— Begin —

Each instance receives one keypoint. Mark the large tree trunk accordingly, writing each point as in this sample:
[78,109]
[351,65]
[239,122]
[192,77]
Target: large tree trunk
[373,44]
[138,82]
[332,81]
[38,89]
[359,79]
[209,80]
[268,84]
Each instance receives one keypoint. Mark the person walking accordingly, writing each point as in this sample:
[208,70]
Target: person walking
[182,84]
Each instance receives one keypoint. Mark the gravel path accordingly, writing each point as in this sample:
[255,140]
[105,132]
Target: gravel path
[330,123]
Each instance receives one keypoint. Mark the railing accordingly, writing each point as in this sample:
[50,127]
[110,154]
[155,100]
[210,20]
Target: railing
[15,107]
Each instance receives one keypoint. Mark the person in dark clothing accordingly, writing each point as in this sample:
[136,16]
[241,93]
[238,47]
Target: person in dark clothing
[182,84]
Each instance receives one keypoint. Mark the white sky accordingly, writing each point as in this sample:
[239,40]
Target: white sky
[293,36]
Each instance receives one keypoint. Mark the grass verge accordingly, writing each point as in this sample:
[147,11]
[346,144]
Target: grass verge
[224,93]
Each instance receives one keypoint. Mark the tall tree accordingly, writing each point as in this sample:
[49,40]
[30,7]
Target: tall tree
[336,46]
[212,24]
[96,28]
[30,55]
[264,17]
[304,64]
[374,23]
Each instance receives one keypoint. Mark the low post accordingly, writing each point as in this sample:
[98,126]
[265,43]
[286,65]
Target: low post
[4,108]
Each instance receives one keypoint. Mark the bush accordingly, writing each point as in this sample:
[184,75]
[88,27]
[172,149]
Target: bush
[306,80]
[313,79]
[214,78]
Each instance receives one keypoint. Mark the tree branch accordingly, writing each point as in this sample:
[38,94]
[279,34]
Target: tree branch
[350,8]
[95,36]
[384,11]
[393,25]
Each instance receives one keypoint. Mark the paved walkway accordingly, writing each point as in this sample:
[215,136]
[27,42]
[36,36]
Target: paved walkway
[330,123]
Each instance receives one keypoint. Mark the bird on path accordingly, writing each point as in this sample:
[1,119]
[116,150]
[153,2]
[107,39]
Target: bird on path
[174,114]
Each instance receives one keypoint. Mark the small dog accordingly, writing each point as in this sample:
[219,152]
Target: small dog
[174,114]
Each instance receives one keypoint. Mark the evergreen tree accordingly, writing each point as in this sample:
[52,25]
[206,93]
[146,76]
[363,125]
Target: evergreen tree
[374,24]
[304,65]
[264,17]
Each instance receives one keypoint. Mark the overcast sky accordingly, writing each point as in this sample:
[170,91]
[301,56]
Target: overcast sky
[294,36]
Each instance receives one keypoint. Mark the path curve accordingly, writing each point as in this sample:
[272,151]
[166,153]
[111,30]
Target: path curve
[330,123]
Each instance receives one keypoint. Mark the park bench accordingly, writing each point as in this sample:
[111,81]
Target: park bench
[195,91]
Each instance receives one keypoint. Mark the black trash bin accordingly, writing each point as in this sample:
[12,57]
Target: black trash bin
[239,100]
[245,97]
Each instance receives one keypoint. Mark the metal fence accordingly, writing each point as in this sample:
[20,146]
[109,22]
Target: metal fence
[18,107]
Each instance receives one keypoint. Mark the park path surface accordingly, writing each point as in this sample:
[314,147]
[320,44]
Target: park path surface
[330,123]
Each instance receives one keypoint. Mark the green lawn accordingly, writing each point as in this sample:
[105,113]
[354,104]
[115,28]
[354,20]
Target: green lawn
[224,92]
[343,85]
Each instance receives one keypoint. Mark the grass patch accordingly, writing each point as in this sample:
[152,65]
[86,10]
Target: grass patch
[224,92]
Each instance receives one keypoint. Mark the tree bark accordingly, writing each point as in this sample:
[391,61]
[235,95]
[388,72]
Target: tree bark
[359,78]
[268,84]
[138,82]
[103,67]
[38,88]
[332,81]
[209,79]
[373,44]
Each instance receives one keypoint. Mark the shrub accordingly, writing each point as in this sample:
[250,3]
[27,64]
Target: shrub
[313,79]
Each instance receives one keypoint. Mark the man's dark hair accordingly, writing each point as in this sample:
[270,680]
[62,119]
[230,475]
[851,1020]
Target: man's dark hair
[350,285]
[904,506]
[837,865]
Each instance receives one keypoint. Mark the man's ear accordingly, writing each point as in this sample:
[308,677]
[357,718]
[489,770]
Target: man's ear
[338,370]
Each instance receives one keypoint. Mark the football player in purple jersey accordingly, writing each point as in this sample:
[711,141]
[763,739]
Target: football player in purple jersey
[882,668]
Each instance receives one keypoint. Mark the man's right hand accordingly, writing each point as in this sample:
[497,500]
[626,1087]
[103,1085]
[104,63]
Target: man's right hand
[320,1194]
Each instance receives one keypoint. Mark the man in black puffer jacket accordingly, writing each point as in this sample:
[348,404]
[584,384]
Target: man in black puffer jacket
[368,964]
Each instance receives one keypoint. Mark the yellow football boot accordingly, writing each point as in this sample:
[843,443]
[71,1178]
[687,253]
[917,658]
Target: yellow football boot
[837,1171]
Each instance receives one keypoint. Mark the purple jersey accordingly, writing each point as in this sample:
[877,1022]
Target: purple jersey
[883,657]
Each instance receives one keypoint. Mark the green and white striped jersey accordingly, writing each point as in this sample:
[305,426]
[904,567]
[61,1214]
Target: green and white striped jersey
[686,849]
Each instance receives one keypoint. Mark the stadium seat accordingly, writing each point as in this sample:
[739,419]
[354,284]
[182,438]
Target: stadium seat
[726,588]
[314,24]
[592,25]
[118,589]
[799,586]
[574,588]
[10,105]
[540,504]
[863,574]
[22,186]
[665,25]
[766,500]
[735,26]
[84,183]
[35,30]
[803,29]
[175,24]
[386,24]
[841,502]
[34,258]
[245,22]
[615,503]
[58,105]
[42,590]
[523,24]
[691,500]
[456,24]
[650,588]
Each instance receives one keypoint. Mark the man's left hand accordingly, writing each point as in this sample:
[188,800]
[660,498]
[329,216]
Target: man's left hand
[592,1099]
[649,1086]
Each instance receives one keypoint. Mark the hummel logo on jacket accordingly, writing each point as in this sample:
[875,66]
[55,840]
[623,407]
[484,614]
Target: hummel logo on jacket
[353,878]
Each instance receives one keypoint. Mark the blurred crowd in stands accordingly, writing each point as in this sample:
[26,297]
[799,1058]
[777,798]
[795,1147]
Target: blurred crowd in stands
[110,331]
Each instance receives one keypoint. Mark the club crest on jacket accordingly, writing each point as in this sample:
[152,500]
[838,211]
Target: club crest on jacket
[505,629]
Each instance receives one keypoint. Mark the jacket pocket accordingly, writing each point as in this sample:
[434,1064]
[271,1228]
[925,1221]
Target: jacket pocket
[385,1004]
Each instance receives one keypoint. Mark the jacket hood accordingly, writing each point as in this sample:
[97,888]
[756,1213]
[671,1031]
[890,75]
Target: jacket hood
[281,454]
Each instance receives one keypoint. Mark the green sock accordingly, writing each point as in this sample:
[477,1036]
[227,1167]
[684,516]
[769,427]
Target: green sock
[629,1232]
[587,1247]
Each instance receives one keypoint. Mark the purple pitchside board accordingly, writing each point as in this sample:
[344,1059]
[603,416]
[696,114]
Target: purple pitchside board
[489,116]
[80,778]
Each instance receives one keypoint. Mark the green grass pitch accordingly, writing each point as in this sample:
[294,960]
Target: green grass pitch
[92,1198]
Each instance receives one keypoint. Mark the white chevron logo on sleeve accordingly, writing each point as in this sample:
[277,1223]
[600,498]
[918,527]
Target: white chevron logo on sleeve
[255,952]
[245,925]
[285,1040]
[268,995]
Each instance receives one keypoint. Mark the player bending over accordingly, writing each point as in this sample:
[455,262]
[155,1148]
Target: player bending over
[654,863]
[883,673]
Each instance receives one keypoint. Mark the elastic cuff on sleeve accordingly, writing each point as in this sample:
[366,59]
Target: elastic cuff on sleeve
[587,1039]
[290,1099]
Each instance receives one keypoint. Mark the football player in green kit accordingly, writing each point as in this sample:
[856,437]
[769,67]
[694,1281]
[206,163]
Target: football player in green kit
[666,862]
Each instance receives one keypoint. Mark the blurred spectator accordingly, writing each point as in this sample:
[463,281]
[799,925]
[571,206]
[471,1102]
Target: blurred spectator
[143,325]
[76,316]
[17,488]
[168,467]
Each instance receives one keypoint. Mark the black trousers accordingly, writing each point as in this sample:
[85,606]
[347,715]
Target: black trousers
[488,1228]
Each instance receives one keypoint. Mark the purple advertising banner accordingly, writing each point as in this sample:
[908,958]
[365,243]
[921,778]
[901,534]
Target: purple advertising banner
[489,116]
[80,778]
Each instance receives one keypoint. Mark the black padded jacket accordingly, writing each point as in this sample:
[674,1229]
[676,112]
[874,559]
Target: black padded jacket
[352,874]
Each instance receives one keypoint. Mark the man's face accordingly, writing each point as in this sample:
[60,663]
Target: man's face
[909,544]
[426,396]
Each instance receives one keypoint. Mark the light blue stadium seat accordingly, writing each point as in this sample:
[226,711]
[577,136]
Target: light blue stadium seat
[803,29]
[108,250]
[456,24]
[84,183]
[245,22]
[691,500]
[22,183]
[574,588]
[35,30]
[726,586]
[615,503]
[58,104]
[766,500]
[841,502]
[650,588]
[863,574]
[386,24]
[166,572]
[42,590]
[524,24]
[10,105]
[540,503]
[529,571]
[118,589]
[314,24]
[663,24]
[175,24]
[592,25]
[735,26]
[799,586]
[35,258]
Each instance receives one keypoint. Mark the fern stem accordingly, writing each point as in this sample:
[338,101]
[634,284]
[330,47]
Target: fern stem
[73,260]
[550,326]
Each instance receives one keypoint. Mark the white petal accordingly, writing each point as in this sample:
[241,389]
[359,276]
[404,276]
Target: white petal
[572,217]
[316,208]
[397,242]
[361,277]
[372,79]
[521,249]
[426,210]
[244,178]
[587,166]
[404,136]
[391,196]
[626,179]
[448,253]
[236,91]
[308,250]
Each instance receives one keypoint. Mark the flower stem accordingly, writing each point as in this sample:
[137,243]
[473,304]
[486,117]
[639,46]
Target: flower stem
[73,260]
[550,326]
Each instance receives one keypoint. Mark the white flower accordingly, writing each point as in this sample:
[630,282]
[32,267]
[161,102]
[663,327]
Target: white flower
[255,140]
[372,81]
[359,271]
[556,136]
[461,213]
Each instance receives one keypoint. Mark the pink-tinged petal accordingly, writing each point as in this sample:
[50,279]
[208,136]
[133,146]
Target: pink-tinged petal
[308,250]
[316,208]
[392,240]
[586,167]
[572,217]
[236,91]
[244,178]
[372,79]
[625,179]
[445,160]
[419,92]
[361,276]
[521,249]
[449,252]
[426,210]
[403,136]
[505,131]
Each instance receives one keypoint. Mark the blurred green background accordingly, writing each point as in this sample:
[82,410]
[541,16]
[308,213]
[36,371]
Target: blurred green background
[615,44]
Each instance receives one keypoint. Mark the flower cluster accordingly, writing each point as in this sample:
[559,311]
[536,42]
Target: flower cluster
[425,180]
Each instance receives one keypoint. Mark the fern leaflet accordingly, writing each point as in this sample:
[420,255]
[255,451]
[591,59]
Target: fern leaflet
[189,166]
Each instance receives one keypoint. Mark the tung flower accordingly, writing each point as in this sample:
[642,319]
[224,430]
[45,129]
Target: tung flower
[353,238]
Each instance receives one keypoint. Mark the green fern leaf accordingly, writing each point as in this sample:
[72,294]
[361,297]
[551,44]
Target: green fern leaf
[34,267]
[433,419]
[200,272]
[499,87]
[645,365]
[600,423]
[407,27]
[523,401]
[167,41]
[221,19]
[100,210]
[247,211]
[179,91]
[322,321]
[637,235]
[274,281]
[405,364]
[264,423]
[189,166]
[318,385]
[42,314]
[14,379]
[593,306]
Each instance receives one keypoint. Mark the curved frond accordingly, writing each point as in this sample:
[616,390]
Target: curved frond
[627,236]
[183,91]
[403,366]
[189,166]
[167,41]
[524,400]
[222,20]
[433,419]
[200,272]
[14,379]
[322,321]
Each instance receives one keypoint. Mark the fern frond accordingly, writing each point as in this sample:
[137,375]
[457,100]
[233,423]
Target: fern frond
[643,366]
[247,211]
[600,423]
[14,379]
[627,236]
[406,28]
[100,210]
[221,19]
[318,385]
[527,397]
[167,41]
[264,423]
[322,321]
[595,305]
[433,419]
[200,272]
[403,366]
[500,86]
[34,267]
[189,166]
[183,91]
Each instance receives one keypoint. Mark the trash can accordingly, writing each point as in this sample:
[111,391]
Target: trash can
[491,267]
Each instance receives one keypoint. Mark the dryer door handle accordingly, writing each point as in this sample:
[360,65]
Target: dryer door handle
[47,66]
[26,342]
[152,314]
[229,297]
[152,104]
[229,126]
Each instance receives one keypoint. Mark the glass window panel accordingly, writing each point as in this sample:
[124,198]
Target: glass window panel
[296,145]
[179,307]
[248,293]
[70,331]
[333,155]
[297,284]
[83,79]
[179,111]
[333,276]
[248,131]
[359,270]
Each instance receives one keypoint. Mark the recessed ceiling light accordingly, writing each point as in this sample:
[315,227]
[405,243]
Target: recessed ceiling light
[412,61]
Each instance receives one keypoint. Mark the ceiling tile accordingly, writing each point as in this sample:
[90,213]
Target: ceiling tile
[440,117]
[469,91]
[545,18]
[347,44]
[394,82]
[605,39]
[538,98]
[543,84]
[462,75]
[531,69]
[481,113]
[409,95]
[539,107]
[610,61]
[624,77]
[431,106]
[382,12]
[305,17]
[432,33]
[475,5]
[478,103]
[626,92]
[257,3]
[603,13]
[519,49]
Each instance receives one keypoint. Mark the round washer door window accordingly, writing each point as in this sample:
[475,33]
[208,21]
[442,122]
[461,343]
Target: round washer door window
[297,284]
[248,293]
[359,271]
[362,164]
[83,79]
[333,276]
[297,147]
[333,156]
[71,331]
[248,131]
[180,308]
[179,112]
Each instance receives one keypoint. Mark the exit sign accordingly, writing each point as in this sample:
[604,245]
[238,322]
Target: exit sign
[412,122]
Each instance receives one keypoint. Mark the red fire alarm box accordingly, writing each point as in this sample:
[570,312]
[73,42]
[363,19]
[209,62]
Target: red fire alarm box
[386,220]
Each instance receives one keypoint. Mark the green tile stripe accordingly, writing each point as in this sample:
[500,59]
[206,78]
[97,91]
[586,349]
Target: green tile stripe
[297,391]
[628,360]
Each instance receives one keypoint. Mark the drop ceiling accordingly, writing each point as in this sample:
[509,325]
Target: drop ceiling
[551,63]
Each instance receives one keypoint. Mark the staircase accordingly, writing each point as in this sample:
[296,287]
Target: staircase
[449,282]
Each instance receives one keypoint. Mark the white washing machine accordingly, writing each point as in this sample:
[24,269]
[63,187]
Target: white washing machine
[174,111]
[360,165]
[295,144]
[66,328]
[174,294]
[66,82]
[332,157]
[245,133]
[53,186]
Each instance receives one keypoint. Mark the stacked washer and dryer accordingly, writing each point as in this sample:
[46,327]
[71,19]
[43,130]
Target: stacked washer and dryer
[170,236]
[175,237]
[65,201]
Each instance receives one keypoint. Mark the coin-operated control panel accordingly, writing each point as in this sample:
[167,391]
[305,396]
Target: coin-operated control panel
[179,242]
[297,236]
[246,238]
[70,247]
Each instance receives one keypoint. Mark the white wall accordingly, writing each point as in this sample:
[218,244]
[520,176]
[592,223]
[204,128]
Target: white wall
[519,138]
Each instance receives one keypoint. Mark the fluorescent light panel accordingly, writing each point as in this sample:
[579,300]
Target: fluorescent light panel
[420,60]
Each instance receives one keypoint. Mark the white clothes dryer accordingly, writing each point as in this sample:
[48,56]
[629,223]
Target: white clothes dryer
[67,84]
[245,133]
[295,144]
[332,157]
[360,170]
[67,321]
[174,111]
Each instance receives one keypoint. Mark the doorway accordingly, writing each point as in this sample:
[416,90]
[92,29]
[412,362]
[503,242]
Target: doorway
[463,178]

— End —

*What to do*. Rewrite the stretch of the listing from the line containing "Each instance receives one keypoint. Mark the white clothes" through the end of the listing, replacing "doorway" with "entryway" and leaving everything else unchanged.

*Solution for this exercise*.
Each instance receives one keypoint. Mark the white clothes dryer accordingly, writing each point as in this sample:
[48,56]
[629,223]
Target: white clothes dryer
[67,84]
[245,133]
[295,144]
[332,157]
[360,170]
[67,321]
[174,111]
Each instance receives one keypoint. Mark the entryway accordingly, writing each point as in this sample:
[416,90]
[92,29]
[412,362]
[503,242]
Target: entryway
[463,178]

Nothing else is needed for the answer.